**Excerpted passage**
Giving people the capability to telework was one thing, providing them with the tools they needed to work effectively was another. Toward this end, IRM was able to provision video and audio collaboration systems across the Department almost instantaneously. Working with our solution providers, we scaled out these cloud-based collaboration systems to accommodate the global workforce and then enhanced network and firewall capacity and routing algorithms to better accommodate the increase in network traffic. Ultimately, by June, the Department was conducting about 1,000 multi-party meetings per day with over 15,000 unique internal and over 7,000 external (non-DOS) daily participants. It was quite normal for many of these meetings to host well over 500 personnel, as these technologies were being used to communicate to the entire staffs and ex-pat communities at many embassies and posts.

None of this would have been possible, however, had it not been for the hard work the Department had undertaken over the previous few years. The State Department had been moving to Office365 for over 18 months and finally transitioned the last users in the Fall of 2019. Additionally, the Department was consolidating on one Enterprise Mobility Management suite and had already transitioned the majority of the Government Furnished Equipment (GFE) and Bring Your Own Device (BYOD) user base over to that new solution. And perhaps most importantly, the Department enrolled its entire user base into an MFA solution in December of 2019 which became the lynchpin in enabling remote access via a web browser to the Office365 instance and allowing for expanded VDI access without the need to distribute Personal Identity Verification (PIV) readers and hard tokens.

While these efforts were underway, the Department also had a critical need to create new applications almost in realtime. As the crisis expanded, repatriating US citizens from abroad became one of the primary focuses of the Department. Luckily, the Department had just brought on-line a Software as a Service (SaaS) capability that allowed developers to quickly deploy new applications daily. This team successfully delivered 12 new, custom applications in the span of four weeks that did everything from tracking the repatriation of US citizens to mapping out the various travel restrictions between countries to monitoring the caseload and mortality rate of COVID-19 in various countries. What had previously been done with spreadsheets was now done in an automated platform that could correlate different data sets and create visualizations to provide new insights for the Department leadership to help focus the Department’s response. In the end, the Department successfully repatriated over 100,000 American citizens from abroad using a combination of charter, commercial and Government aircraft.

**Stored data**
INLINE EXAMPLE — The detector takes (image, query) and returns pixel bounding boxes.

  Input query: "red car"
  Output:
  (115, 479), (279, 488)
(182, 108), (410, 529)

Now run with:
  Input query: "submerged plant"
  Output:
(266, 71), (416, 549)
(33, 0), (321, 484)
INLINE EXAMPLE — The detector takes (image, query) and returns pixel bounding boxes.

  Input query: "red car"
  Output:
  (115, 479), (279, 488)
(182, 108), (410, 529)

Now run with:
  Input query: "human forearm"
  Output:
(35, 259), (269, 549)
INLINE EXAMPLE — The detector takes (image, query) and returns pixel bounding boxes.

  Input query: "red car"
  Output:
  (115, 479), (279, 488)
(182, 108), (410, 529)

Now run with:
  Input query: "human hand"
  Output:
--
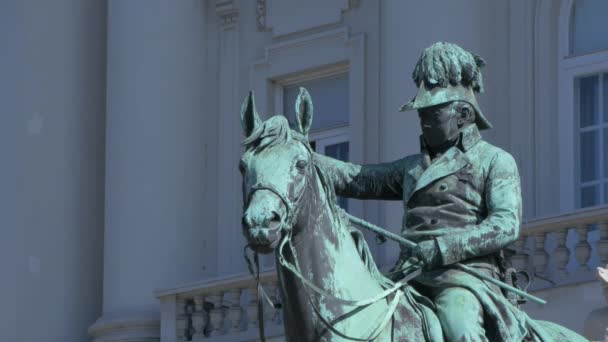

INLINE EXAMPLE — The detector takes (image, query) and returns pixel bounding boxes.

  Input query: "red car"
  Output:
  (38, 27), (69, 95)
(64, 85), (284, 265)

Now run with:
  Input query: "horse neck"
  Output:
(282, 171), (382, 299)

**Instructions for the task**
In the passage on the State Department's pandemic telework response, when did the Department enroll its entire user base in an MFA solution?

**Response below**
December 2019